▶ Data rows
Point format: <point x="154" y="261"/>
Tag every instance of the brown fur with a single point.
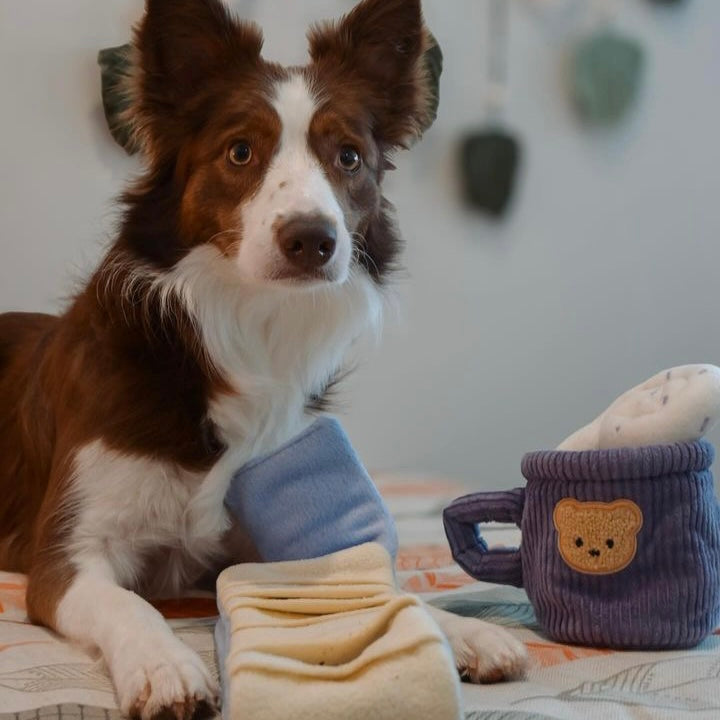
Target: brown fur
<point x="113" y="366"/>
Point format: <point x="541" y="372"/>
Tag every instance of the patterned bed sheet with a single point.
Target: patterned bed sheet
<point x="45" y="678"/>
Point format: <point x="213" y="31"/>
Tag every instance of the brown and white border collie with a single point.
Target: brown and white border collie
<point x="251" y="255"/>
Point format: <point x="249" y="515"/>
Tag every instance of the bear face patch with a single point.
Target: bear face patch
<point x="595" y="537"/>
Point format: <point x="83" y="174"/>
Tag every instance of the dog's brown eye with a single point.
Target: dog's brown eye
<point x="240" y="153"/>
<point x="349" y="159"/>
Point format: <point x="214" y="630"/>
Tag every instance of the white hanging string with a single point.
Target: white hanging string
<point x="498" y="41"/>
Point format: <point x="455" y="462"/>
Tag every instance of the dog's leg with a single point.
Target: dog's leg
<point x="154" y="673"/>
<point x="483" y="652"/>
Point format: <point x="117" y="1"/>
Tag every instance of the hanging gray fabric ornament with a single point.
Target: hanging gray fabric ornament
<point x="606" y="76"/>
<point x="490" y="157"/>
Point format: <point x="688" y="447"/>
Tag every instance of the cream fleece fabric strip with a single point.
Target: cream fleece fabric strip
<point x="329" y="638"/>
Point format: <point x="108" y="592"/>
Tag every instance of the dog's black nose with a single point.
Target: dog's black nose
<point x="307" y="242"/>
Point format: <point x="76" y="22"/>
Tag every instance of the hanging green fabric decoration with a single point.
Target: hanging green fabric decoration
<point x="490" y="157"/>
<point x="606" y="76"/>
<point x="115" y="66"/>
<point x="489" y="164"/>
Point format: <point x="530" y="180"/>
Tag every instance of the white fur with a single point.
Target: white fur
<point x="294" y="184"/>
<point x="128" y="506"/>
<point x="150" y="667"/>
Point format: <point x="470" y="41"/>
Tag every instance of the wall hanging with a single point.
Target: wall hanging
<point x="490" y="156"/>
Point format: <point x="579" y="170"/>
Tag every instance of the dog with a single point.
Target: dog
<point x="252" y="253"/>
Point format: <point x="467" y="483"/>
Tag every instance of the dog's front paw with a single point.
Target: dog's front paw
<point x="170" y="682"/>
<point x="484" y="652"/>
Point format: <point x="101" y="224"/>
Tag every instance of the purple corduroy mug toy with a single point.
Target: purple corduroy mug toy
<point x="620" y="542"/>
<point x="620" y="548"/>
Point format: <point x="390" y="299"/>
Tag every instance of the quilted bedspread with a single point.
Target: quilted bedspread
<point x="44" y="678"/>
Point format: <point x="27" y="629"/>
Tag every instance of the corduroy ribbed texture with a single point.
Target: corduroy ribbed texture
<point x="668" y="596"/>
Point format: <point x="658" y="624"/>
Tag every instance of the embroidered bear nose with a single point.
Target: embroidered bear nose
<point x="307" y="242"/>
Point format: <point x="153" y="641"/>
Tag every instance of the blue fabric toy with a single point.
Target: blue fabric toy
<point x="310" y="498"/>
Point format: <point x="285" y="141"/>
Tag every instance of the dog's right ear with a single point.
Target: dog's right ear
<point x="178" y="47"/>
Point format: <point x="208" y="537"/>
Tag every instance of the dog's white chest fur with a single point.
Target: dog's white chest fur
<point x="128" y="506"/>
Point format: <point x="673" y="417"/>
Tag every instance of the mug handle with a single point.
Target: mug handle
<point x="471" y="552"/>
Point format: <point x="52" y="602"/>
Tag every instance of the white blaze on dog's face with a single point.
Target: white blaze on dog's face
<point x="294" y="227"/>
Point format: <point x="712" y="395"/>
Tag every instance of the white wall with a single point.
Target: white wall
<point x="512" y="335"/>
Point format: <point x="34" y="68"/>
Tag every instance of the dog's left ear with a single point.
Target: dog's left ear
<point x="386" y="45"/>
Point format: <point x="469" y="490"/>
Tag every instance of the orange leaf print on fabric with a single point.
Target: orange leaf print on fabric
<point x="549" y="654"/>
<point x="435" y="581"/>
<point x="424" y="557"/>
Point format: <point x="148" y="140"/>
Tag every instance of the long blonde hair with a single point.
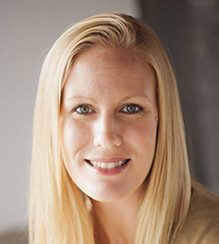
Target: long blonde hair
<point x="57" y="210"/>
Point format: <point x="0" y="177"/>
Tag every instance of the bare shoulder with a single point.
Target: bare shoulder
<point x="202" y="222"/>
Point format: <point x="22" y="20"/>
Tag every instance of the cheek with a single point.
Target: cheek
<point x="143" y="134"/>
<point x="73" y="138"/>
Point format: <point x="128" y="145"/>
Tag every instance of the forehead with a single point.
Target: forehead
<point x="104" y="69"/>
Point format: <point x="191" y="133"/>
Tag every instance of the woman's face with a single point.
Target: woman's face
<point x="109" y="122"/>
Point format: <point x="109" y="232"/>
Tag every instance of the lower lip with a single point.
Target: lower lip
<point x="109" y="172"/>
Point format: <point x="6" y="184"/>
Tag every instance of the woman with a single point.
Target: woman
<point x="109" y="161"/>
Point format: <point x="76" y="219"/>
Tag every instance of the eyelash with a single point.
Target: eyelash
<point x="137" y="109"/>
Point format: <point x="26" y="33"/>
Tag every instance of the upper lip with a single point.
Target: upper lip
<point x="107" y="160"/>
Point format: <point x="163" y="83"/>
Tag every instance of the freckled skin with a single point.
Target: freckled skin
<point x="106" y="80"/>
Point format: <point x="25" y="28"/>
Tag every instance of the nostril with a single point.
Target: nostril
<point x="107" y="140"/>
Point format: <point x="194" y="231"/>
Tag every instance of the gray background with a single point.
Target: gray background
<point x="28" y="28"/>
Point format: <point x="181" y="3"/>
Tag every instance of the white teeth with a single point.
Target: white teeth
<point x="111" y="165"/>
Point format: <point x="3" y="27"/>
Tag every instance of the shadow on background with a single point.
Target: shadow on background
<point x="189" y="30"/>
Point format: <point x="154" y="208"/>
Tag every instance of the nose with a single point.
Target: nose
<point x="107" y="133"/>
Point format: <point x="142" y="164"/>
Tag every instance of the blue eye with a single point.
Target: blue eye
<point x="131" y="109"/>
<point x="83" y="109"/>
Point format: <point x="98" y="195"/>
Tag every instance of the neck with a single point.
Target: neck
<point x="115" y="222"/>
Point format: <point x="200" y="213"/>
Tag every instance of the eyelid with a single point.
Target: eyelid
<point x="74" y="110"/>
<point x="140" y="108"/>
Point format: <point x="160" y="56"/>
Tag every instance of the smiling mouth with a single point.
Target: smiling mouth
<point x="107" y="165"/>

▶ What is being asked
Pictures excluded, quote all the data above exactly.

▶ Result of this task
Point format: <point x="154" y="261"/>
Tag every instance of the brown fur with a single point.
Target: brown fur
<point x="113" y="366"/>
Point format: <point x="541" y="372"/>
Tag every instance of the patterned bed sheet with a single point.
Target: patterned bed sheet
<point x="45" y="678"/>
Point format: <point x="213" y="31"/>
Tag every instance of the brown and white border collie with a single point.
Target: brown and white border collie
<point x="251" y="255"/>
Point format: <point x="249" y="515"/>
Tag every instance of the bear face patch with a single point.
Target: bear face patch
<point x="595" y="537"/>
Point format: <point x="83" y="174"/>
Tag every instance of the dog's brown eye with a single point.
Target: dog's brown eye
<point x="240" y="153"/>
<point x="349" y="159"/>
Point format: <point x="214" y="630"/>
Tag every instance of the white hanging string with a single point.
Target: white hanging string
<point x="498" y="41"/>
Point format: <point x="455" y="462"/>
Tag every instance of the dog's leg with a single point.
Target: dog's leg
<point x="154" y="673"/>
<point x="483" y="652"/>
Point format: <point x="117" y="1"/>
Tag every instance of the hanging gray fabric ornament with a single point.
Target: hanging gray fabric ornament
<point x="606" y="76"/>
<point x="490" y="157"/>
Point format: <point x="688" y="447"/>
Tag every instance of the cream fleece fabric strip with a single point.
Target: cream fleece fabric strip
<point x="329" y="638"/>
Point format: <point x="108" y="592"/>
Tag every instance of the dog's black nose with a single point.
Target: dog's black nose
<point x="307" y="242"/>
Point format: <point x="76" y="22"/>
Tag every instance of the hanging green fabric decoration with a single point.
Target: hanging green fabric decoration
<point x="490" y="157"/>
<point x="606" y="76"/>
<point x="115" y="66"/>
<point x="489" y="164"/>
Point format: <point x="530" y="180"/>
Tag every instance of the white fur with a single point.
Target: white fur
<point x="294" y="184"/>
<point x="128" y="506"/>
<point x="150" y="667"/>
Point format: <point x="470" y="41"/>
Tag every instance of the wall hanging with a single point.
Target: wall hanging
<point x="490" y="156"/>
Point format: <point x="579" y="170"/>
Tag every instance of the dog with a single point.
Target: dog
<point x="252" y="253"/>
Point format: <point x="467" y="483"/>
Tag every instance of the dog's front paw with a single point.
Target: dog's front paw
<point x="170" y="682"/>
<point x="484" y="652"/>
Point format: <point x="101" y="224"/>
Tag every instance of the purple corduroy mug toy with a single point.
Target: purple corduroy mug toy
<point x="620" y="542"/>
<point x="620" y="548"/>
Point format: <point x="390" y="299"/>
Tag every instance of the quilted bedspread with a single point.
Target: quilted bedspread
<point x="44" y="678"/>
Point format: <point x="27" y="629"/>
Tag every instance of the corduroy ribbed texture with a single point.
Target: corduroy ribbed texture
<point x="668" y="596"/>
Point format: <point x="658" y="624"/>
Tag every instance of the embroidered bear nose with a single point.
Target: embroidered bear nose
<point x="307" y="242"/>
Point format: <point x="153" y="641"/>
Tag every instance of the blue fabric toy with a single point.
Target: blue fabric toy
<point x="310" y="498"/>
Point format: <point x="285" y="141"/>
Tag every instance of the dog's right ear with a single point.
Target: dog's right ear
<point x="178" y="47"/>
Point format: <point x="208" y="537"/>
Tag every instance of the dog's white chest fur with a single point.
Target: dog's white chest fur
<point x="128" y="506"/>
Point format: <point x="673" y="417"/>
Tag every instance of the mug handle with a single point.
Target: mug handle
<point x="471" y="552"/>
Point format: <point x="52" y="602"/>
Tag every instance of the white blaze on dog's face with a single point.
Target: white blaze on dog's face
<point x="294" y="227"/>
Point format: <point x="712" y="395"/>
Tag every instance of the white wall with a single point.
Target: white wall
<point x="512" y="335"/>
Point format: <point x="34" y="68"/>
Tag every instance of the dog's left ear with a single point.
Target: dog's left ear
<point x="386" y="45"/>
Point format: <point x="469" y="490"/>
Tag every instance of the orange leaf print on fabric with a single point.
Target: orange leaf print on fabric
<point x="549" y="654"/>
<point x="435" y="581"/>
<point x="424" y="557"/>
Point format: <point x="148" y="140"/>
Tag every instance of the long blonde hair with a single point.
Target: long blonde hair
<point x="57" y="210"/>
Point format: <point x="0" y="177"/>
Tag every instance of the bare shoulder with a single point.
Target: bare shoulder
<point x="202" y="222"/>
Point format: <point x="22" y="20"/>
Tag every instance of the cheek with a single point.
Target: cheek
<point x="143" y="134"/>
<point x="73" y="138"/>
Point format: <point x="128" y="145"/>
Tag every instance of the forehead with a single point.
Target: forehead
<point x="104" y="69"/>
Point format: <point x="191" y="133"/>
Tag every instance of the woman's face with a single point.
Target: woman's face
<point x="109" y="122"/>
Point format: <point x="109" y="232"/>
Tag every instance of the lower lip with a single point.
Target: lower lip
<point x="109" y="172"/>
Point format: <point x="6" y="184"/>
Tag every instance of the woman with a single point.
Target: woman
<point x="109" y="161"/>
Point format: <point x="76" y="219"/>
Tag every instance of the eyelash with a single point.
Target: eyelash
<point x="137" y="109"/>
Point format: <point x="26" y="33"/>
Tag every instance of the upper lip with a single point.
Target: upper lip
<point x="107" y="160"/>
Point format: <point x="163" y="83"/>
Tag every instance of the freckled skin with a single point.
Target: freckled skin
<point x="106" y="80"/>
Point format: <point x="25" y="28"/>
Tag every instance of the nostril with a single point.
Target: nostril
<point x="107" y="140"/>
Point format: <point x="194" y="231"/>
Tag every instance of the gray background with a single point.
Target: gray background
<point x="28" y="28"/>
Point format: <point x="181" y="3"/>
Tag every instance of the white teeth with a single point.
Target: white teeth
<point x="111" y="165"/>
Point format: <point x="3" y="27"/>
Tag every instance of the shadow on background with a single point.
Target: shadow on background
<point x="189" y="30"/>
Point format: <point x="154" y="208"/>
Tag every instance of the nose with a single point.
Target: nose
<point x="107" y="133"/>
Point format: <point x="142" y="164"/>
Tag every instance of the blue eye with a single point.
Target: blue eye
<point x="131" y="109"/>
<point x="83" y="109"/>
Point format: <point x="98" y="195"/>
Tag every instance of the neck with a single point.
Target: neck
<point x="115" y="222"/>
Point format: <point x="200" y="213"/>
Tag every instance of the eyelid with a single point.
Target: eyelid
<point x="74" y="110"/>
<point x="140" y="108"/>
Point format: <point x="160" y="56"/>
Tag every instance of the smiling mouth with a single point.
Target: smiling mouth
<point x="107" y="165"/>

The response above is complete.